### Exercise
Number each line of the records below as a list entry, skipping any blank lines. Leave the pictures out of your answer.
-- BEGIN Provided information --
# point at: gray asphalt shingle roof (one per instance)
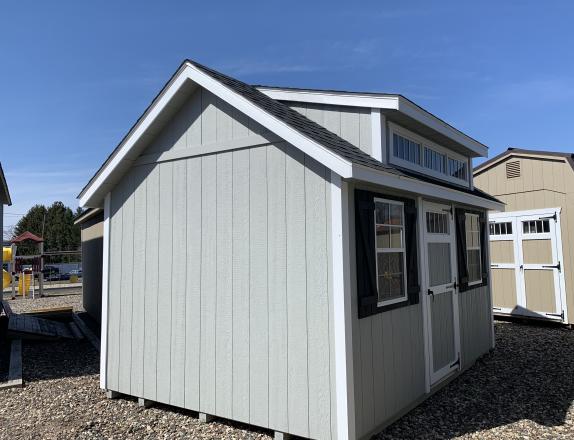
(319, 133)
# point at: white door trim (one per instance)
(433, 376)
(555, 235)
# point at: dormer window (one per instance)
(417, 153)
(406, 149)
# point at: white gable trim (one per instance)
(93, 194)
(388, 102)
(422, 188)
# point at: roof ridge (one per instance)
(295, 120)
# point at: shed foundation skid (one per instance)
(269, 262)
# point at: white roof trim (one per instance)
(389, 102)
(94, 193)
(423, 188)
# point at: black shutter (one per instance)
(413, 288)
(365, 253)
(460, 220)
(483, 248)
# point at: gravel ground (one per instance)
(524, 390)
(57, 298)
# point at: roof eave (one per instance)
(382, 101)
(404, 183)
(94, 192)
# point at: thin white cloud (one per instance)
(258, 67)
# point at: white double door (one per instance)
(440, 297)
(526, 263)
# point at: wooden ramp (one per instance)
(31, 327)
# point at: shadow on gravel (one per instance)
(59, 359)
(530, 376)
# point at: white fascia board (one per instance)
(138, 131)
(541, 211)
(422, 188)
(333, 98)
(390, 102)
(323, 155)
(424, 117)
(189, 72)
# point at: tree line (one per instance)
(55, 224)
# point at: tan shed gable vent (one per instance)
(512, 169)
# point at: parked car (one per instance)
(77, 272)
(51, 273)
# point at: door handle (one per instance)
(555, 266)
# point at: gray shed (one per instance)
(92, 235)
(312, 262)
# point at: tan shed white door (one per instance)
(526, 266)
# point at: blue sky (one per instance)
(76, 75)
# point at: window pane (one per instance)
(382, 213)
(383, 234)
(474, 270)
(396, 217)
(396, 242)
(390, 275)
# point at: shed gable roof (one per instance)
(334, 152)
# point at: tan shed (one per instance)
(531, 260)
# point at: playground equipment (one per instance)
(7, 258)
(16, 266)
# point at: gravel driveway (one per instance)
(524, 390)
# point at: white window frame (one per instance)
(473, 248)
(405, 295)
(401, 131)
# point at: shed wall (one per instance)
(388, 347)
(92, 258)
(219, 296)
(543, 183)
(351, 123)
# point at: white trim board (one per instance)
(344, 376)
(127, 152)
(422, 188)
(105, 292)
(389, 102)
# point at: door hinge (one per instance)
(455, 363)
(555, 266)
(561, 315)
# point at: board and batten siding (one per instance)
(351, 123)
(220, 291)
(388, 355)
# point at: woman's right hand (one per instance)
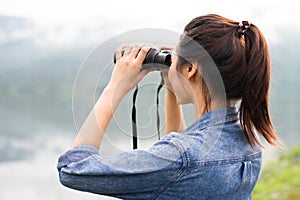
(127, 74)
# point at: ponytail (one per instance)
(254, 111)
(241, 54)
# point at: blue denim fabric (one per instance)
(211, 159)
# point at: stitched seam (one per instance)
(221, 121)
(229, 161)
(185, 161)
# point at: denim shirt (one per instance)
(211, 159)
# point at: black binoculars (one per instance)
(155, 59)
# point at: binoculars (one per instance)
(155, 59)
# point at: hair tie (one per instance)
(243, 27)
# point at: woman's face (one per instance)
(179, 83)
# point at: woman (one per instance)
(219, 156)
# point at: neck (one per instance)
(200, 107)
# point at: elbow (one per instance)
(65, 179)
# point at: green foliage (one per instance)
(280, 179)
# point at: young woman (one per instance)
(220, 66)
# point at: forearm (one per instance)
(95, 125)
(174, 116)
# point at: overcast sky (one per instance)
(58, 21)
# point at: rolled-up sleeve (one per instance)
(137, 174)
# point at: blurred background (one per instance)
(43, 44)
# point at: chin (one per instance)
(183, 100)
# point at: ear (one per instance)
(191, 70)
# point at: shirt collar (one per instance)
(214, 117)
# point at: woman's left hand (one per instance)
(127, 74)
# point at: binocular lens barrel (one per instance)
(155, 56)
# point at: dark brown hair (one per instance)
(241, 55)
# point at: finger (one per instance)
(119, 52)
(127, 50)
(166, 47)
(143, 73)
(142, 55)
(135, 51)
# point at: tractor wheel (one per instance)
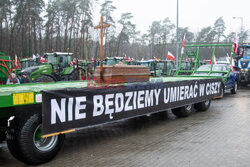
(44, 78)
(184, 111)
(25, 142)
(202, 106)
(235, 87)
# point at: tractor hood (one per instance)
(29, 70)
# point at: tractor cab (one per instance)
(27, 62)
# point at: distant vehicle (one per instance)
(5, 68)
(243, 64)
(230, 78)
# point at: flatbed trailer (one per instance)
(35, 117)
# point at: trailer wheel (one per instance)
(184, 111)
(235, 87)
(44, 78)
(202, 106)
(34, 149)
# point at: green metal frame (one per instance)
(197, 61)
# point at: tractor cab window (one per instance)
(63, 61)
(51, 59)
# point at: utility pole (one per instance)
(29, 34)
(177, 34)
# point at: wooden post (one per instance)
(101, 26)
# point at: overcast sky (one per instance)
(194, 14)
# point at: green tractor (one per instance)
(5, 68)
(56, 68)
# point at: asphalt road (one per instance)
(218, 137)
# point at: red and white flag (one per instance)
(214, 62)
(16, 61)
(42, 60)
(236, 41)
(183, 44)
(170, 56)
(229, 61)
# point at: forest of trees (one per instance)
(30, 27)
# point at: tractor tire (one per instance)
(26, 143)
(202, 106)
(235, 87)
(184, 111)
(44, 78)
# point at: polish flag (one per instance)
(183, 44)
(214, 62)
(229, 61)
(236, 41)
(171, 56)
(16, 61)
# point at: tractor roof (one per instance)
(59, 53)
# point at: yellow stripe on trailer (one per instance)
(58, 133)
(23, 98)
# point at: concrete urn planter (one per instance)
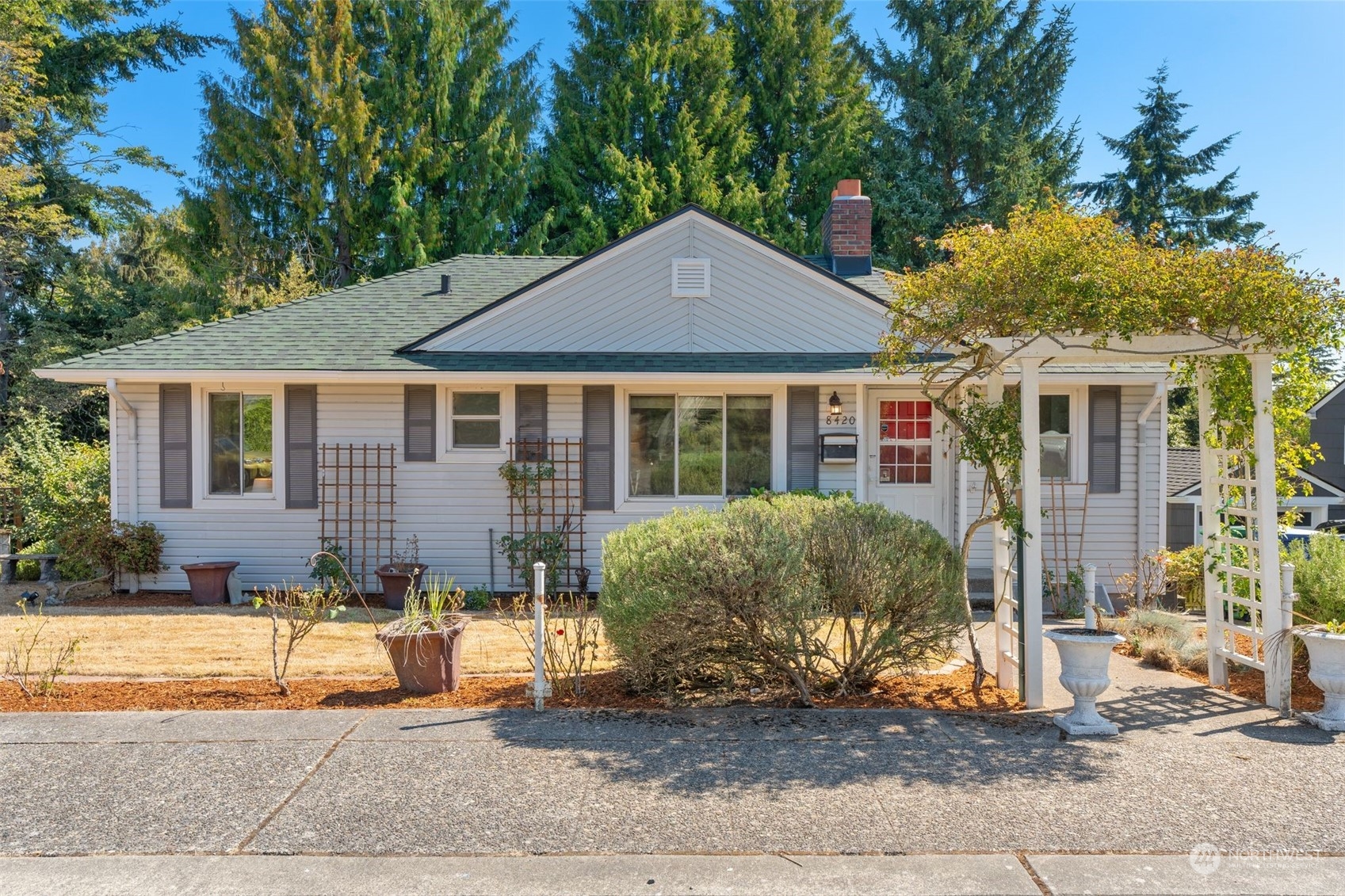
-- END Provided information --
### The reply
1. # point at: gray asphalt shingle roof (one per instance)
2. (319, 133)
3. # point at: white door trim (one per instance)
4. (433, 376)
5. (555, 235)
6. # point at: dormer window (one per instance)
7. (417, 153)
8. (406, 149)
9. # point at: white gable trim (one per instance)
10. (93, 194)
11. (388, 102)
12. (422, 188)
13. # point at: roof ridge (one per instance)
14. (295, 120)
15. # point at: shed foundation skid (one per instance)
16. (269, 262)
17. # point at: white roof trim (one per instance)
18. (389, 102)
19. (94, 193)
20. (423, 188)
21. # point at: black shutter (one per instance)
22. (413, 288)
23. (365, 253)
24. (460, 220)
25. (483, 248)
26. # point at: gravel ground (one per instance)
27. (524, 390)
28. (57, 298)
29. # point at: roof eave (one per instance)
30. (382, 101)
31. (404, 183)
32. (94, 192)
33. # point at: thin white cloud (one per instance)
34. (258, 67)
35. # point at: white double door (one per instance)
36. (440, 297)
37. (526, 263)
38. # point at: wooden ramp (one per instance)
39. (31, 327)
40. # point at: shadow on gravel (one per instance)
41. (59, 359)
42. (530, 376)
43. # point at: white fascia board (one per instance)
44. (138, 131)
45. (541, 211)
46. (422, 188)
47. (333, 98)
48. (390, 102)
49. (323, 155)
50. (424, 117)
51. (189, 72)
52. # point at: tree line (one per instance)
53. (55, 224)
54. # point at: tan shed gable vent (one per instance)
55. (512, 169)
56. # point at: parked car (one per instance)
57. (77, 272)
58. (51, 273)
59. # point at: door handle (one per instance)
60. (555, 266)
61. # point at: gray shed (one per instance)
62. (92, 235)
63. (312, 262)
64. # point at: tan shed white door (one per instance)
65. (526, 266)
66. # point at: blue sky (one per instance)
67. (76, 75)
68. # point at: window pane (one per instance)
69. (382, 213)
70. (383, 234)
71. (474, 270)
72. (396, 217)
73. (396, 242)
74. (390, 275)
75. # point at: shed gable roof (one per instance)
76. (334, 152)
77. # point at: tan shed (one per instance)
78. (531, 260)
79. # point at: playground equipment (one per instance)
80. (7, 258)
81. (16, 266)
82. # point at: gravel driveway (one per instance)
83. (524, 390)
84. # point at: white window frame (one per instance)
85. (473, 248)
86. (405, 295)
87. (401, 131)
88. # point at: shed wall (one per instance)
89. (388, 347)
90. (92, 258)
91. (219, 296)
92. (543, 183)
93. (351, 123)
94. # point at: white trim board (one per instance)
95. (344, 376)
96. (127, 152)
97. (422, 188)
98. (105, 292)
99. (389, 102)
100. # point at: door hinge (one per instance)
101. (455, 363)
102. (555, 266)
103. (561, 315)
104. # point at: board and batten siding (one per instance)
105. (351, 123)
106. (220, 291)
107. (388, 355)
108. # point at: woman's right hand (one per instance)
109. (127, 74)
110. # point at: ponytail (one per instance)
111. (254, 111)
112. (241, 54)
113. # point at: blue denim fabric (one per instance)
114. (211, 159)
115. # point at: stitched seam (one per instance)
116. (221, 121)
117. (229, 161)
118. (185, 161)
119. # point at: denim shirt (one per instance)
120. (211, 159)
121. # point at: black binoculars (one per instance)
122. (155, 59)
123. # point at: binoculars (one per instance)
124. (155, 59)
125. # point at: hair tie (one per instance)
126. (243, 27)
127. # point at: woman's face (one per instance)
128. (179, 83)
129. # point at: woman (one per instance)
130. (219, 156)
131. # point at: neck (one per instance)
132. (200, 107)
133. # point at: elbow (one per instance)
134. (65, 179)
135. # point at: green foliage (one per instance)
136. (280, 179)
137. # point at: young woman (one per instance)
138. (220, 66)
139. # point at: forearm (one per instance)
140. (95, 125)
141. (174, 116)
142. # point at: overcast sky (one per instance)
143. (58, 21)
144. # point at: rolled-up sleeve (one per instance)
145. (137, 174)
146. # point at: blurred background (one per instance)
147. (43, 44)
148. # point at: chin (one per instance)
149. (183, 100)
150. # point at: ear (one per instance)
151. (191, 70)
152. # point at: shirt collar (one per instance)
153. (214, 117)
154. # point at: woman's left hand (one per instance)
155. (127, 74)
156. # point at: binocular lens barrel (one per instance)
157. (155, 56)
158. # point at: dark brown hair (one per instance)
159. (241, 55)
160. # point at: finger (one per instance)
161. (119, 52)
162. (127, 50)
163. (166, 47)
164. (143, 73)
165. (142, 55)
166. (135, 51)
167. # point at: tractor wheel (one per instance)
168. (44, 78)
169. (184, 111)
170. (25, 142)
171. (202, 106)
172. (235, 87)
173. # point at: tractor hood (one per instance)
174. (29, 70)
175. # point at: tractor cab (one per instance)
176. (27, 62)
177. # point at: distant vehicle (one per instance)
178. (5, 68)
179. (243, 64)
180. (230, 78)
181. # point at: flatbed trailer (one per instance)
182. (35, 117)
183. # point at: trailer wheel (one per instance)
184. (184, 111)
185. (235, 87)
186. (44, 78)
187. (202, 106)
188. (34, 149)
189. # point at: green metal frame (one per instance)
190. (197, 61)
191. # point at: tractor cab window (one per instance)
192. (63, 61)
193. (51, 59)
194. # point at: utility pole (one per instance)
195. (29, 34)
196. (177, 34)
197. # point at: wooden post (one per instance)
198. (101, 26)
199. # point at: overcast sky (one per instance)
200. (194, 14)
201. # point at: green tractor (one per instance)
202. (5, 68)
203. (56, 68)
204. # point at: asphalt road (one per instance)
205. (218, 137)
206. # point at: red and white flag (one per instance)
207. (214, 62)
208. (16, 61)
209. (42, 60)
210. (236, 41)
211. (183, 44)
212. (170, 56)
213. (229, 61)
214. # point at: forest of trees (one per instance)
215. (30, 27)
216. # point at: tractor tire (one per instance)
217. (26, 143)
218. (202, 106)
219. (235, 87)
220. (184, 111)
221. (44, 78)
222. # point at: polish flag (one per instance)
223. (183, 44)
224. (214, 62)
225. (229, 61)
226. (236, 41)
227. (171, 56)
228. (16, 61)
229. # point at: tractor roof (one per instance)
230. (59, 53)
231. # point at: yellow stripe on trailer (one per instance)
232. (58, 133)
233. (23, 98)
234. # point at: concrete urn planter (one per instance)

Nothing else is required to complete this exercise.